* DIRECTIONS *
Pull out each line in the rows below that contains the word "background".

### RECORDS FOR THE EXERCISE

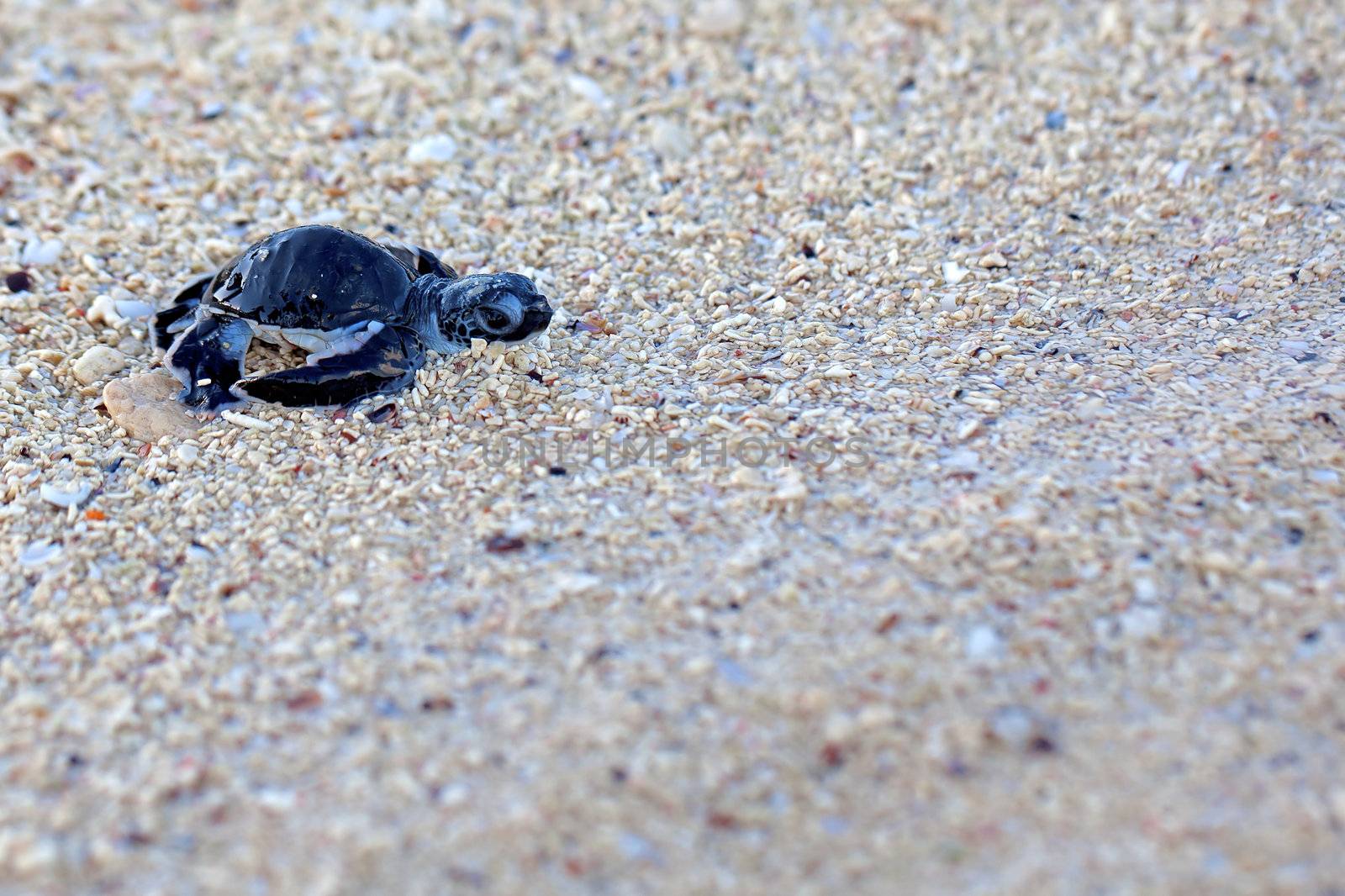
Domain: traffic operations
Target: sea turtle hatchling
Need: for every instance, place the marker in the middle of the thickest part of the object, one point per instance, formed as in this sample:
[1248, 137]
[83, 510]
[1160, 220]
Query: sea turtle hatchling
[363, 311]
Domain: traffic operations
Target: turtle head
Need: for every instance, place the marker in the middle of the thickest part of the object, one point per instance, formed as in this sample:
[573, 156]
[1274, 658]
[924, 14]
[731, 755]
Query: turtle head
[504, 307]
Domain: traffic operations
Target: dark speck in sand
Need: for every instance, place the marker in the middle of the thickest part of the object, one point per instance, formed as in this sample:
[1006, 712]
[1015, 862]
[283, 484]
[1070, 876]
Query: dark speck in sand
[504, 544]
[18, 282]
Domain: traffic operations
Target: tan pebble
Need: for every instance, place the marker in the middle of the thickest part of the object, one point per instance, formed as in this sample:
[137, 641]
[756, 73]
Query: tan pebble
[104, 311]
[719, 18]
[147, 407]
[670, 139]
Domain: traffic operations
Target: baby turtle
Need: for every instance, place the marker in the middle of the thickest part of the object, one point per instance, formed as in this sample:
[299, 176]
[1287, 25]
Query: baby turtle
[365, 311]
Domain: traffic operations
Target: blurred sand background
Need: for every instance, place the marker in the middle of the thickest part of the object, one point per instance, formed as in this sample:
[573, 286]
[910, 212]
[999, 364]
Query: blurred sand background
[1071, 272]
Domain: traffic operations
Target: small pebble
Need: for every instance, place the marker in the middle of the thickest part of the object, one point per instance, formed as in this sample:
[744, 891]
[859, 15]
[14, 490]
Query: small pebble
[719, 18]
[104, 311]
[435, 148]
[40, 252]
[98, 362]
[984, 643]
[670, 139]
[65, 495]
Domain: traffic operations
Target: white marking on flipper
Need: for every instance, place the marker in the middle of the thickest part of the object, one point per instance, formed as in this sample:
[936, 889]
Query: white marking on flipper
[349, 343]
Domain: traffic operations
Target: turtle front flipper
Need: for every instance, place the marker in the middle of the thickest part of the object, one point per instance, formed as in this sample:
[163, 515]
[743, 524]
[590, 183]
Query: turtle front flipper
[175, 318]
[387, 362]
[208, 356]
[419, 259]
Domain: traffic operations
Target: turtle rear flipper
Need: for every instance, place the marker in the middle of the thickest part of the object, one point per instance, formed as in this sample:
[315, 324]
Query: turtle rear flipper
[387, 362]
[175, 318]
[208, 356]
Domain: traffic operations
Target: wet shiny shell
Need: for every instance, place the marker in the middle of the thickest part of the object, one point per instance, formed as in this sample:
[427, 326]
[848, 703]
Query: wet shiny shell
[314, 277]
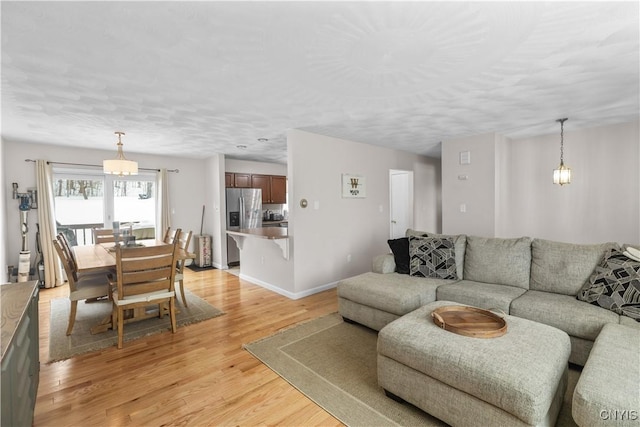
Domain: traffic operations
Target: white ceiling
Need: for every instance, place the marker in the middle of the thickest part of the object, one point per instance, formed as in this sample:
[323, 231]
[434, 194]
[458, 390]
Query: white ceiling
[193, 79]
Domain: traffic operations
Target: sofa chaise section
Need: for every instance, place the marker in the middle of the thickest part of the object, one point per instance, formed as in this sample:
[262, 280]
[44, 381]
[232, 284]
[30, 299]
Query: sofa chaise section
[374, 299]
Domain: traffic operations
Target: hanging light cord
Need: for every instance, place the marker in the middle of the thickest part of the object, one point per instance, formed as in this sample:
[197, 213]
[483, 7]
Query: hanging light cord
[561, 140]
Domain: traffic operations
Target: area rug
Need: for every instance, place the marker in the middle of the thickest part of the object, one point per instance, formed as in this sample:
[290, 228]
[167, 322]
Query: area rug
[195, 268]
[88, 315]
[334, 364]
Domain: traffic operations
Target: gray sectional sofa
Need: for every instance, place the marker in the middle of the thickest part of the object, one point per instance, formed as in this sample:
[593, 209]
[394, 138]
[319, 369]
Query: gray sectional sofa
[534, 279]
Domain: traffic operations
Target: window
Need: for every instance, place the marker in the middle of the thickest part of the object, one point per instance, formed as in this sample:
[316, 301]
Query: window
[85, 200]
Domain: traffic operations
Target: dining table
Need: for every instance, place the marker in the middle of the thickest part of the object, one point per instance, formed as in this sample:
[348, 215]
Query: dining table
[102, 257]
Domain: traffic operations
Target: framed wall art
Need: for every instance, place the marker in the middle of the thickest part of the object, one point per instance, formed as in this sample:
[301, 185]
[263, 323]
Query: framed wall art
[353, 186]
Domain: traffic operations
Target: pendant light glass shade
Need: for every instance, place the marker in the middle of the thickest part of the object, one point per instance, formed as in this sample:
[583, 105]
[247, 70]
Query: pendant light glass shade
[562, 175]
[120, 165]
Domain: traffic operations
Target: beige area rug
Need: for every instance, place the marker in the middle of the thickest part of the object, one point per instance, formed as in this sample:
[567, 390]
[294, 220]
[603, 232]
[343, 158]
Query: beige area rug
[88, 315]
[334, 364]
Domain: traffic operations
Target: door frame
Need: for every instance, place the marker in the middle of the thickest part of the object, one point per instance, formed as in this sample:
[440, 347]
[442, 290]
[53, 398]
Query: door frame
[410, 198]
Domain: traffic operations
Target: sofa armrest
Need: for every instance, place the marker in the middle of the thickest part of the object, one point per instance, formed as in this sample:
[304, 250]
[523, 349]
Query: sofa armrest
[384, 264]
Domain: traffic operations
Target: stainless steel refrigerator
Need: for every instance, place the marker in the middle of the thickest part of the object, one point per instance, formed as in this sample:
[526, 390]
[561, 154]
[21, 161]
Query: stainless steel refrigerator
[244, 210]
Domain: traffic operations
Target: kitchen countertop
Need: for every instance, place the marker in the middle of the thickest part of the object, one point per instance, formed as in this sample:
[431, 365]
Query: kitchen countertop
[273, 233]
[269, 222]
[15, 298]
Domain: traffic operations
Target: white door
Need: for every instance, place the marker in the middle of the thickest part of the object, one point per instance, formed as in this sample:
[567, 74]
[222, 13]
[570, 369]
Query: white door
[401, 201]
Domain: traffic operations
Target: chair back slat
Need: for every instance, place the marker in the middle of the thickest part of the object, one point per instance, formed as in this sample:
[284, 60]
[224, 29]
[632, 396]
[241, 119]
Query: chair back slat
[183, 243]
[145, 269]
[67, 265]
[168, 236]
[147, 275]
[134, 289]
[103, 235]
[146, 263]
[64, 243]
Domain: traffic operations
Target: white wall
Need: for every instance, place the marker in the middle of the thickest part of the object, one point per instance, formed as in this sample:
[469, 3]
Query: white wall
[324, 237]
[477, 192]
[602, 202]
[187, 188]
[510, 192]
[3, 218]
[215, 222]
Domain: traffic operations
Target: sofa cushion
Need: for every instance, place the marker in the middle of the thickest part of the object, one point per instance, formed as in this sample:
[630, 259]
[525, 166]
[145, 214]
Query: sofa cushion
[615, 285]
[606, 393]
[499, 261]
[432, 257]
[459, 240]
[577, 318]
[478, 294]
[394, 293]
[563, 268]
[383, 264]
[400, 249]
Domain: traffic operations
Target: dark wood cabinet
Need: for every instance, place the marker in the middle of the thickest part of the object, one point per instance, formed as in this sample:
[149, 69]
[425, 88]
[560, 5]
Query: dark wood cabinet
[274, 188]
[237, 180]
[278, 189]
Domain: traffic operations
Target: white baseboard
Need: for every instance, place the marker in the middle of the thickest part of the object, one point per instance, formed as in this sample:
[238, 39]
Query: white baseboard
[284, 292]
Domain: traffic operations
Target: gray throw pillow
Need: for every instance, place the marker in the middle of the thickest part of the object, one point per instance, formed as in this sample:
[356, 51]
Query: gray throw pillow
[615, 285]
[432, 257]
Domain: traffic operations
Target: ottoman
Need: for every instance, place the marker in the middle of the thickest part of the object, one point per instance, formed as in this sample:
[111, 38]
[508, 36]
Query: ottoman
[608, 390]
[516, 379]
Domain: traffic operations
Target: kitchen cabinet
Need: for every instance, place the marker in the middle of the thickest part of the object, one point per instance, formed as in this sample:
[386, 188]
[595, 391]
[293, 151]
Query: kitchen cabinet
[278, 189]
[20, 372]
[274, 188]
[237, 180]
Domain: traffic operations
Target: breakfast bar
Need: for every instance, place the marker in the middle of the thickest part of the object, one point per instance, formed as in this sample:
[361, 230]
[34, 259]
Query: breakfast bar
[266, 258]
[278, 235]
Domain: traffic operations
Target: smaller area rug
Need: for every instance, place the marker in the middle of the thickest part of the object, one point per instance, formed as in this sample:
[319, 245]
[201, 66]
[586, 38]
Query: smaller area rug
[195, 268]
[334, 364]
[88, 315]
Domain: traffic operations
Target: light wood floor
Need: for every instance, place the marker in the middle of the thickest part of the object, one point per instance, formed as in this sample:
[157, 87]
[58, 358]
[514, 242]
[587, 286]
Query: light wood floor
[198, 376]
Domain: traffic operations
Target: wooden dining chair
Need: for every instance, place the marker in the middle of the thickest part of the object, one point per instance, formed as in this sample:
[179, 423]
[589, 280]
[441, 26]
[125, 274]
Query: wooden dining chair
[168, 236]
[66, 247]
[80, 287]
[183, 243]
[103, 235]
[144, 276]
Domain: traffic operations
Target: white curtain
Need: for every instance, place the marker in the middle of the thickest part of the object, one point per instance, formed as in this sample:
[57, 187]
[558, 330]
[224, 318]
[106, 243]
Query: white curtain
[164, 211]
[46, 219]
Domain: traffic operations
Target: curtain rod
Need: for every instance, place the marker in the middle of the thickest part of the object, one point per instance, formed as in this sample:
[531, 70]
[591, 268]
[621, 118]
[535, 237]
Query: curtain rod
[98, 166]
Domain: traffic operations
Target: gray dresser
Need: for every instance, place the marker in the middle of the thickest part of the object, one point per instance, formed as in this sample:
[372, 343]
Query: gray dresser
[20, 353]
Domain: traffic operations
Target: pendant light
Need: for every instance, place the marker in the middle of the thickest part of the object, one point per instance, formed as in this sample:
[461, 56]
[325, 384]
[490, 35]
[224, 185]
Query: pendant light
[562, 175]
[120, 165]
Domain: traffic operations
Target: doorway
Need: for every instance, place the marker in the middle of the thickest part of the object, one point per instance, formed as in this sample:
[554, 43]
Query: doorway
[401, 202]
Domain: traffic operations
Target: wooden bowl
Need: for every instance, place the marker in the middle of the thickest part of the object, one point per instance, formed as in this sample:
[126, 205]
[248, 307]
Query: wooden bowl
[469, 321]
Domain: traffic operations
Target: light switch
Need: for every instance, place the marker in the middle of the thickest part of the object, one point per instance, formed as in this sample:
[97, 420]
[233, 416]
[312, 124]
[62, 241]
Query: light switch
[465, 157]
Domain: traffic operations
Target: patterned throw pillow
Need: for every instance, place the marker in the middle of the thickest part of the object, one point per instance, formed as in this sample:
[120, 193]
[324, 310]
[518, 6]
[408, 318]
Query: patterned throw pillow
[432, 257]
[615, 285]
[400, 249]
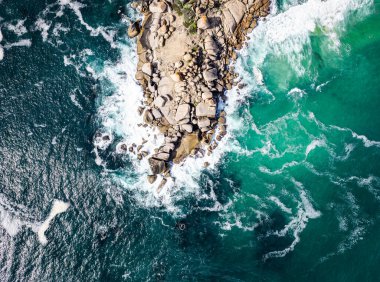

######

* CORRECT RESULT *
Target: blurred sand background
Query: blurred sand background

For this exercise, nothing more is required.